§ TASKS TO COMPLETE
(1) In the passage on stock/bond correlations, what range are most measures of core inflation running in today?
(2) Copy the passage on stock/bond correlations word for word, from "Unfortunately, starting in" to "some portfolio diversification.".
(3) Extend the passage on inflation and stock/bond correlations, picking up right after its last sentence.

§ PASSAGE GIVEN
Unfortunately, starting in 2021 that relationship abruptly shifted. A sharp and abrupt rise in inflation turned bonds from a risk mitigant to a risk accelerator. However, that dynamic may be in the process of changing, suggesting that bonds may once again start to provide some portfolio diversification.

Inflation elevated, but less volatile

As I’ve discussed in previous blogs, shifting stock/bond correlations marked a paradigm shift relative to the 2000-2020 period. What changed? Inflation. The re-emergence of inflation fundamentally shifted stock/bond correlations as higher prices became as much of a risk to markets as slowing growth.

Today, while inflation remains above the Fed’s 2% target, it has slowed dramatically, with most measures of core inflation running between 2.5% and 3.0%. This moderation has led to some mean reversion in stock/bond correlations. For much of the past two years, stocks and bonds have traded with a correlation close to zero, suggesting no statistically significant pattern in how they trade relative to each other. Most recently the correlation has reverted to slightly negative (see Chart 1).

§ SOURCE DATA
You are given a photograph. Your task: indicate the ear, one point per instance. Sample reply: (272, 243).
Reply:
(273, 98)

§ ANSWERS FOR THE TASKS
(1) Between 2.5% and 3.0%.

(2)
Unfortunately, starting in 2021 that relationship abruptly shifted. A sharp and abrupt rise in inflation turned bonds from a risk mitigant to a risk accelerator. However, that dynamic may be in the process of changing, suggesting that bonds may once again start to provide some portfolio diversification.

(3)
Correlation of bond and equity returns

Correlation of bond and equity returns (1-year rolling)

What may be changing? Inflation remains elevated but is becoming less volatile. Historically, this has been important for how stocks and bonds trade. In other words, it is not just the level of inflation that influences investor behavior but also the stability, or lack thereof, of inflation.